▸ WHAT IS EXPECTED
Print the listing below exactly.

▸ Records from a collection
════════════════

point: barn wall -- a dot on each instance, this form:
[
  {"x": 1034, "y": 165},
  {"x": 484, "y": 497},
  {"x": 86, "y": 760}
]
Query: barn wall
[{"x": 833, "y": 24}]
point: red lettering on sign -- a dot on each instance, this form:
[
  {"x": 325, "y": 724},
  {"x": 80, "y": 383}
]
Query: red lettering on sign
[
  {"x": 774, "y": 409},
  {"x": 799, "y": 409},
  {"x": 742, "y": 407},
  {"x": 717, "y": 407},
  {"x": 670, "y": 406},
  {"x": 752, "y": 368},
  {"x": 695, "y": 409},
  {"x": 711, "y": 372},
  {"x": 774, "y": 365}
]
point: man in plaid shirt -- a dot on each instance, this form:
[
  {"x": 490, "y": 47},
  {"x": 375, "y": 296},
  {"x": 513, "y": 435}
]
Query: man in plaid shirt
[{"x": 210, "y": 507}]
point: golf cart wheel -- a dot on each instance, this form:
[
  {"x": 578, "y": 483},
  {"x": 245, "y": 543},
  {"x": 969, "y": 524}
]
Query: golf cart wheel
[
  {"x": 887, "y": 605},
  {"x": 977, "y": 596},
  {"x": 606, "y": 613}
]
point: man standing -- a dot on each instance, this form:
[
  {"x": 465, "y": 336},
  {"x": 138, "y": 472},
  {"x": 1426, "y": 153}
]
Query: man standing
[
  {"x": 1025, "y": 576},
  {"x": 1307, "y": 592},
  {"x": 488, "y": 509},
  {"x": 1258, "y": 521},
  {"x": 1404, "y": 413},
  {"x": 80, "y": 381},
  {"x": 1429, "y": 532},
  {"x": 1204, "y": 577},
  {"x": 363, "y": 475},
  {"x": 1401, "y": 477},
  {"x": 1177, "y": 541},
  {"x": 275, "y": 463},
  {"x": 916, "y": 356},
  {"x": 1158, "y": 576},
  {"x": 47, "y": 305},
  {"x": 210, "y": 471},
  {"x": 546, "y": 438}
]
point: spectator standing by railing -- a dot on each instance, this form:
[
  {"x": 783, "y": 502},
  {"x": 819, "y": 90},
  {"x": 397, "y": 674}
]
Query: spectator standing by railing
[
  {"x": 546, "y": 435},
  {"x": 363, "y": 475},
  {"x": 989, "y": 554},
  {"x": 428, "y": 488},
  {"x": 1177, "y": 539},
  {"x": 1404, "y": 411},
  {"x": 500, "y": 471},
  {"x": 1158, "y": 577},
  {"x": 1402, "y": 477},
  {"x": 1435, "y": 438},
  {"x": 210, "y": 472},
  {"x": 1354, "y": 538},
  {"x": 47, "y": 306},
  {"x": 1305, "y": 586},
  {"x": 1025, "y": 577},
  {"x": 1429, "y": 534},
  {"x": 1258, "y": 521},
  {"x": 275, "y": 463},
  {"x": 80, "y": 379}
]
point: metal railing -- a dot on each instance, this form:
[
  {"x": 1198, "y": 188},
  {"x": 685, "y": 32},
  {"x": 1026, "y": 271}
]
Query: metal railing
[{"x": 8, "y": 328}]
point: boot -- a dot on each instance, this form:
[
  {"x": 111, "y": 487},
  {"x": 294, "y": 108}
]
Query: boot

════════════════

▸ FINISHED TASK
point: barn wall -- a dot on each instance, this form:
[
  {"x": 1034, "y": 165},
  {"x": 484, "y": 497},
  {"x": 86, "y": 760}
]
Query: barn wall
[{"x": 833, "y": 24}]
point: red lettering on sign -- a dot on each instance, this form:
[
  {"x": 325, "y": 724},
  {"x": 80, "y": 383}
]
Query: red lettering on sign
[
  {"x": 774, "y": 409},
  {"x": 799, "y": 409},
  {"x": 742, "y": 407},
  {"x": 717, "y": 407},
  {"x": 670, "y": 406},
  {"x": 752, "y": 368},
  {"x": 695, "y": 409},
  {"x": 711, "y": 372},
  {"x": 774, "y": 365}
]
point: man in plaid shirt -- a dot on each instance, this form:
[
  {"x": 490, "y": 47},
  {"x": 375, "y": 296},
  {"x": 513, "y": 435}
]
Query: man in plaid shirt
[{"x": 210, "y": 507}]
point: golf cart wheel -- a dot on each instance, this form:
[
  {"x": 578, "y": 483},
  {"x": 245, "y": 543},
  {"x": 969, "y": 524}
]
Query: golf cart wheel
[
  {"x": 887, "y": 605},
  {"x": 977, "y": 596},
  {"x": 606, "y": 613}
]
point: man standing -- a dot on each instance, this form:
[
  {"x": 465, "y": 336},
  {"x": 138, "y": 472},
  {"x": 1426, "y": 153}
]
Query: man standing
[
  {"x": 1025, "y": 576},
  {"x": 1307, "y": 592},
  {"x": 488, "y": 509},
  {"x": 1258, "y": 521},
  {"x": 1404, "y": 413},
  {"x": 80, "y": 381},
  {"x": 1429, "y": 532},
  {"x": 1204, "y": 577},
  {"x": 363, "y": 475},
  {"x": 1401, "y": 477},
  {"x": 1177, "y": 541},
  {"x": 275, "y": 463},
  {"x": 916, "y": 356},
  {"x": 1158, "y": 576},
  {"x": 47, "y": 305},
  {"x": 210, "y": 471},
  {"x": 546, "y": 438}
]
point: spectator standing by railing -- a dot on each instance, this form:
[
  {"x": 783, "y": 502},
  {"x": 819, "y": 90},
  {"x": 397, "y": 674}
]
Query: spectator standing by railing
[
  {"x": 546, "y": 435},
  {"x": 363, "y": 475},
  {"x": 989, "y": 554},
  {"x": 428, "y": 488},
  {"x": 1177, "y": 539},
  {"x": 1404, "y": 411},
  {"x": 500, "y": 471},
  {"x": 1158, "y": 577},
  {"x": 1402, "y": 477},
  {"x": 1435, "y": 438},
  {"x": 210, "y": 472},
  {"x": 1354, "y": 538},
  {"x": 47, "y": 306},
  {"x": 1305, "y": 586},
  {"x": 1025, "y": 577},
  {"x": 1429, "y": 534},
  {"x": 1258, "y": 521},
  {"x": 275, "y": 463},
  {"x": 80, "y": 379}
]
point: metal railing -- a dot on each instance, this form:
[
  {"x": 1198, "y": 188},
  {"x": 685, "y": 32},
  {"x": 1026, "y": 271}
]
Query: metal railing
[{"x": 8, "y": 328}]
point: boot -- a dot on each instance, this form:
[
  {"x": 111, "y": 487},
  {"x": 294, "y": 108}
]
Query: boot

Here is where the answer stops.